Photo labels and their boxes:
□ □ □
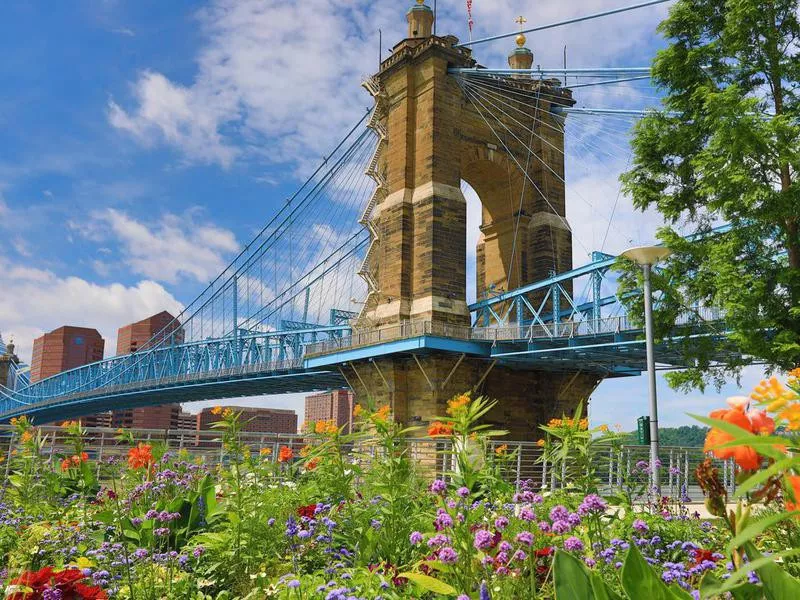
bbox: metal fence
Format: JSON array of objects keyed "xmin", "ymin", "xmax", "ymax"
[{"xmin": 0, "ymin": 425, "xmax": 735, "ymax": 502}]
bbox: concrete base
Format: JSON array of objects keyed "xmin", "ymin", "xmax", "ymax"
[{"xmin": 343, "ymin": 352, "xmax": 601, "ymax": 441}]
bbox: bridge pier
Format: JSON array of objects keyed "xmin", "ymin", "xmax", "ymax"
[{"xmin": 342, "ymin": 353, "xmax": 602, "ymax": 441}]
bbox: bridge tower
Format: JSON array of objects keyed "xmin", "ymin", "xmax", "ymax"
[
  {"xmin": 343, "ymin": 0, "xmax": 599, "ymax": 439},
  {"xmin": 0, "ymin": 336, "xmax": 19, "ymax": 387}
]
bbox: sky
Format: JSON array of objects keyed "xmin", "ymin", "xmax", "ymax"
[{"xmin": 0, "ymin": 0, "xmax": 760, "ymax": 429}]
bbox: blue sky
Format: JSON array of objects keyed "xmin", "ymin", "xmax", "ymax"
[{"xmin": 0, "ymin": 0, "xmax": 759, "ymax": 428}]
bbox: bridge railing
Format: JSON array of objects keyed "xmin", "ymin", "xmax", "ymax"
[{"xmin": 0, "ymin": 426, "xmax": 736, "ymax": 501}]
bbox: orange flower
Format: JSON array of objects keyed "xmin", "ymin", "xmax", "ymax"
[
  {"xmin": 745, "ymin": 409, "xmax": 775, "ymax": 435},
  {"xmin": 428, "ymin": 421, "xmax": 453, "ymax": 437},
  {"xmin": 778, "ymin": 402, "xmax": 800, "ymax": 431},
  {"xmin": 703, "ymin": 408, "xmax": 761, "ymax": 471},
  {"xmin": 128, "ymin": 442, "xmax": 153, "ymax": 469},
  {"xmin": 374, "ymin": 404, "xmax": 392, "ymax": 421},
  {"xmin": 447, "ymin": 394, "xmax": 469, "ymax": 417},
  {"xmin": 783, "ymin": 475, "xmax": 800, "ymax": 510},
  {"xmin": 278, "ymin": 446, "xmax": 294, "ymax": 462}
]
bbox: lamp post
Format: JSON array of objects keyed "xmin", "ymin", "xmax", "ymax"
[{"xmin": 622, "ymin": 246, "xmax": 672, "ymax": 494}]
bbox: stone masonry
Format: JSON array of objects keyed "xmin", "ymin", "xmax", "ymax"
[{"xmin": 343, "ymin": 4, "xmax": 599, "ymax": 439}]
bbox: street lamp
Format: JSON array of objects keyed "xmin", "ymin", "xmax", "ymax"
[{"xmin": 622, "ymin": 246, "xmax": 672, "ymax": 494}]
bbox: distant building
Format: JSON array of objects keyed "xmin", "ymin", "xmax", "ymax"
[
  {"xmin": 305, "ymin": 390, "xmax": 353, "ymax": 433},
  {"xmin": 197, "ymin": 406, "xmax": 297, "ymax": 433},
  {"xmin": 31, "ymin": 325, "xmax": 105, "ymax": 382},
  {"xmin": 111, "ymin": 404, "xmax": 197, "ymax": 431},
  {"xmin": 117, "ymin": 311, "xmax": 184, "ymax": 356},
  {"xmin": 78, "ymin": 412, "xmax": 111, "ymax": 427}
]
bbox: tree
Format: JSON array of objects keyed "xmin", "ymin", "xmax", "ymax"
[{"xmin": 622, "ymin": 0, "xmax": 800, "ymax": 389}]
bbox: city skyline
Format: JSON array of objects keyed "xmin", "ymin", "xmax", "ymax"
[{"xmin": 0, "ymin": 1, "xmax": 760, "ymax": 428}]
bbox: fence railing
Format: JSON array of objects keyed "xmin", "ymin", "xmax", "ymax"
[{"xmin": 0, "ymin": 425, "xmax": 736, "ymax": 502}]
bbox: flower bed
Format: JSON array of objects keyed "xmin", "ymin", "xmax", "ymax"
[{"xmin": 0, "ymin": 372, "xmax": 800, "ymax": 600}]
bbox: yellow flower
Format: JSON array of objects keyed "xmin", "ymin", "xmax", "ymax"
[
  {"xmin": 778, "ymin": 402, "xmax": 800, "ymax": 431},
  {"xmin": 373, "ymin": 404, "xmax": 392, "ymax": 421},
  {"xmin": 447, "ymin": 394, "xmax": 470, "ymax": 417}
]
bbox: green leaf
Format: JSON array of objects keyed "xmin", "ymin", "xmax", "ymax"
[
  {"xmin": 725, "ymin": 511, "xmax": 800, "ymax": 556},
  {"xmin": 700, "ymin": 573, "xmax": 764, "ymax": 600},
  {"xmin": 735, "ymin": 458, "xmax": 797, "ymax": 498},
  {"xmin": 744, "ymin": 542, "xmax": 800, "ymax": 600},
  {"xmin": 589, "ymin": 571, "xmax": 622, "ymax": 600},
  {"xmin": 398, "ymin": 571, "xmax": 456, "ymax": 596},
  {"xmin": 553, "ymin": 550, "xmax": 595, "ymax": 600},
  {"xmin": 622, "ymin": 545, "xmax": 692, "ymax": 600}
]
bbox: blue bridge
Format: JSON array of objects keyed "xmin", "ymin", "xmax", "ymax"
[{"xmin": 0, "ymin": 0, "xmax": 744, "ymax": 422}]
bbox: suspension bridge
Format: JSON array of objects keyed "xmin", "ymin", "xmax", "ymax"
[{"xmin": 0, "ymin": 0, "xmax": 744, "ymax": 439}]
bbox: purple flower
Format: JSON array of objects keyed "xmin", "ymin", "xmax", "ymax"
[
  {"xmin": 473, "ymin": 529, "xmax": 494, "ymax": 550},
  {"xmin": 516, "ymin": 531, "xmax": 533, "ymax": 546},
  {"xmin": 550, "ymin": 504, "xmax": 569, "ymax": 521},
  {"xmin": 564, "ymin": 535, "xmax": 583, "ymax": 552},
  {"xmin": 478, "ymin": 581, "xmax": 492, "ymax": 600},
  {"xmin": 439, "ymin": 546, "xmax": 458, "ymax": 565},
  {"xmin": 539, "ymin": 521, "xmax": 550, "ymax": 533},
  {"xmin": 550, "ymin": 521, "xmax": 572, "ymax": 535},
  {"xmin": 578, "ymin": 494, "xmax": 608, "ymax": 515},
  {"xmin": 633, "ymin": 519, "xmax": 650, "ymax": 532},
  {"xmin": 428, "ymin": 479, "xmax": 447, "ymax": 494},
  {"xmin": 428, "ymin": 533, "xmax": 450, "ymax": 548}
]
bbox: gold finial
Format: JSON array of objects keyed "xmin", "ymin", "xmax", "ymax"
[{"xmin": 514, "ymin": 15, "xmax": 528, "ymax": 48}]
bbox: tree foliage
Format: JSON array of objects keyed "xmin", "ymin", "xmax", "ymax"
[{"xmin": 622, "ymin": 0, "xmax": 800, "ymax": 388}]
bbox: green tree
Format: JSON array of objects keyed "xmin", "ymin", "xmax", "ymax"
[{"xmin": 622, "ymin": 0, "xmax": 800, "ymax": 389}]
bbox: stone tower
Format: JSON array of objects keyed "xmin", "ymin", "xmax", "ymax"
[
  {"xmin": 347, "ymin": 0, "xmax": 598, "ymax": 439},
  {"xmin": 0, "ymin": 336, "xmax": 19, "ymax": 387}
]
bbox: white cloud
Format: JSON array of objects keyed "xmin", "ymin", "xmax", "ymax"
[
  {"xmin": 109, "ymin": 0, "xmax": 666, "ymax": 173},
  {"xmin": 0, "ymin": 257, "xmax": 183, "ymax": 362},
  {"xmin": 71, "ymin": 208, "xmax": 239, "ymax": 283}
]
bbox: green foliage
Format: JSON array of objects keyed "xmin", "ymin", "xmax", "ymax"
□ □ □
Your objective:
Reproduce every line of the material above without any change, but leave the pictures out.

Completed exercise:
bbox: metal fence
Format: JSON array of objects keyed "xmin", "ymin", "xmax", "ymax"
[{"xmin": 0, "ymin": 425, "xmax": 735, "ymax": 502}]
bbox: concrete base
Format: JSON array of objects keyed "xmin", "ymin", "xmax", "ymax"
[{"xmin": 343, "ymin": 352, "xmax": 601, "ymax": 441}]
bbox: bridge pier
Format: JSON array of objects keyed "xmin", "ymin", "xmax", "ymax"
[{"xmin": 342, "ymin": 353, "xmax": 602, "ymax": 441}]
bbox: bridge tower
Format: JSON array of objects keyed "xmin", "ymin", "xmax", "ymax"
[
  {"xmin": 343, "ymin": 0, "xmax": 599, "ymax": 439},
  {"xmin": 0, "ymin": 336, "xmax": 19, "ymax": 387}
]
bbox: sky
Format: JSON array of objects keyed "xmin", "ymin", "xmax", "ymax"
[{"xmin": 0, "ymin": 0, "xmax": 760, "ymax": 429}]
bbox: blue sky
Format: JSON array of objects keyed "xmin", "ymin", "xmax", "ymax"
[{"xmin": 0, "ymin": 0, "xmax": 759, "ymax": 428}]
bbox: bridge railing
Format: JSON array of objects keyed "xmin", "ymin", "xmax", "ymax"
[{"xmin": 0, "ymin": 426, "xmax": 736, "ymax": 501}]
bbox: orange flower
Format: JSON array of objects keyed "xmin", "ymin", "xmax", "ymax"
[
  {"xmin": 745, "ymin": 409, "xmax": 775, "ymax": 435},
  {"xmin": 428, "ymin": 421, "xmax": 453, "ymax": 437},
  {"xmin": 778, "ymin": 402, "xmax": 800, "ymax": 431},
  {"xmin": 703, "ymin": 408, "xmax": 761, "ymax": 471},
  {"xmin": 128, "ymin": 442, "xmax": 153, "ymax": 469},
  {"xmin": 374, "ymin": 404, "xmax": 392, "ymax": 421},
  {"xmin": 447, "ymin": 394, "xmax": 469, "ymax": 417},
  {"xmin": 783, "ymin": 475, "xmax": 800, "ymax": 510},
  {"xmin": 278, "ymin": 446, "xmax": 294, "ymax": 462}
]
bbox: lamp post
Format: JSON array of objects keyed "xmin", "ymin", "xmax", "ymax"
[{"xmin": 622, "ymin": 246, "xmax": 672, "ymax": 494}]
bbox: stone masonry
Format: JSON array of objects keyed "xmin", "ymin", "xmax", "ymax"
[{"xmin": 343, "ymin": 4, "xmax": 599, "ymax": 439}]
bbox: street lamp
Format: JSON array of objects keyed "xmin", "ymin", "xmax", "ymax"
[{"xmin": 622, "ymin": 246, "xmax": 672, "ymax": 494}]
bbox: distant building
Format: JSON array of objects keyed "xmin", "ymin", "xmax", "ymax"
[
  {"xmin": 305, "ymin": 390, "xmax": 353, "ymax": 433},
  {"xmin": 197, "ymin": 406, "xmax": 297, "ymax": 433},
  {"xmin": 31, "ymin": 325, "xmax": 105, "ymax": 382},
  {"xmin": 111, "ymin": 404, "xmax": 197, "ymax": 431},
  {"xmin": 117, "ymin": 311, "xmax": 184, "ymax": 356},
  {"xmin": 78, "ymin": 412, "xmax": 111, "ymax": 427}
]
bbox: tree
Format: JSON array of objects keyed "xmin", "ymin", "xmax", "ymax"
[{"xmin": 622, "ymin": 0, "xmax": 800, "ymax": 389}]
bbox: city skyline
Format: JSON array of objects keyed "xmin", "ymin", "xmax", "ymax"
[{"xmin": 0, "ymin": 1, "xmax": 760, "ymax": 428}]
bbox: fence railing
Format: JSON array of objects keyed "xmin", "ymin", "xmax", "ymax"
[{"xmin": 0, "ymin": 425, "xmax": 736, "ymax": 502}]
bbox: flower bed
Format: JSON array of objects keyed "xmin", "ymin", "xmax", "ymax"
[{"xmin": 0, "ymin": 372, "xmax": 800, "ymax": 600}]
bbox: yellow flower
Format: JSON array of objects keyed "xmin", "ymin", "xmax", "ymax"
[
  {"xmin": 778, "ymin": 402, "xmax": 800, "ymax": 431},
  {"xmin": 373, "ymin": 404, "xmax": 392, "ymax": 421},
  {"xmin": 447, "ymin": 394, "xmax": 470, "ymax": 417}
]
bbox: green leaf
Format: JSON array of objects keyed "xmin", "ymin", "xmax", "ymax"
[
  {"xmin": 725, "ymin": 511, "xmax": 800, "ymax": 556},
  {"xmin": 700, "ymin": 573, "xmax": 764, "ymax": 600},
  {"xmin": 735, "ymin": 458, "xmax": 797, "ymax": 498},
  {"xmin": 744, "ymin": 542, "xmax": 800, "ymax": 600},
  {"xmin": 589, "ymin": 571, "xmax": 622, "ymax": 600},
  {"xmin": 398, "ymin": 571, "xmax": 456, "ymax": 596},
  {"xmin": 553, "ymin": 550, "xmax": 595, "ymax": 600},
  {"xmin": 622, "ymin": 545, "xmax": 692, "ymax": 600}
]
bbox: blue bridge
Format: JSON array of objects keyed "xmin", "ymin", "xmax", "ymax"
[{"xmin": 0, "ymin": 0, "xmax": 744, "ymax": 422}]
bbox: suspension bridge
Format: JSON array of objects keyed "xmin", "ymin", "xmax", "ymax"
[{"xmin": 0, "ymin": 0, "xmax": 744, "ymax": 439}]
bbox: purple flower
Format: JSON array of objects keyed "xmin", "ymin", "xmax", "ymax"
[
  {"xmin": 473, "ymin": 529, "xmax": 494, "ymax": 550},
  {"xmin": 516, "ymin": 531, "xmax": 533, "ymax": 546},
  {"xmin": 550, "ymin": 504, "xmax": 569, "ymax": 521},
  {"xmin": 564, "ymin": 535, "xmax": 583, "ymax": 552},
  {"xmin": 478, "ymin": 581, "xmax": 492, "ymax": 600},
  {"xmin": 439, "ymin": 546, "xmax": 458, "ymax": 565},
  {"xmin": 539, "ymin": 521, "xmax": 550, "ymax": 533},
  {"xmin": 550, "ymin": 521, "xmax": 572, "ymax": 535},
  {"xmin": 578, "ymin": 494, "xmax": 608, "ymax": 515},
  {"xmin": 633, "ymin": 519, "xmax": 650, "ymax": 532},
  {"xmin": 428, "ymin": 479, "xmax": 447, "ymax": 494},
  {"xmin": 428, "ymin": 533, "xmax": 450, "ymax": 548}
]
bbox: gold finial
Format: JSON array of objects keyed "xmin", "ymin", "xmax", "ymax"
[{"xmin": 514, "ymin": 15, "xmax": 528, "ymax": 48}]
bbox: tree foliage
Format: JSON array of objects keyed "xmin", "ymin", "xmax", "ymax"
[{"xmin": 622, "ymin": 0, "xmax": 800, "ymax": 388}]
bbox: green tree
Format: JSON array of objects keyed "xmin", "ymin", "xmax", "ymax"
[{"xmin": 622, "ymin": 0, "xmax": 800, "ymax": 389}]
bbox: stone tower
Format: JSON array of objects keyed "xmin", "ymin", "xmax", "ymax"
[
  {"xmin": 347, "ymin": 0, "xmax": 598, "ymax": 439},
  {"xmin": 0, "ymin": 336, "xmax": 19, "ymax": 387}
]
bbox: white cloud
Format: JSON array of objects keyed "xmin", "ymin", "xmax", "ymax"
[
  {"xmin": 109, "ymin": 0, "xmax": 666, "ymax": 173},
  {"xmin": 0, "ymin": 257, "xmax": 183, "ymax": 362},
  {"xmin": 71, "ymin": 208, "xmax": 239, "ymax": 283}
]
bbox: green foliage
Format: JSON array of objects keyed "xmin", "ymin", "xmax", "ymax"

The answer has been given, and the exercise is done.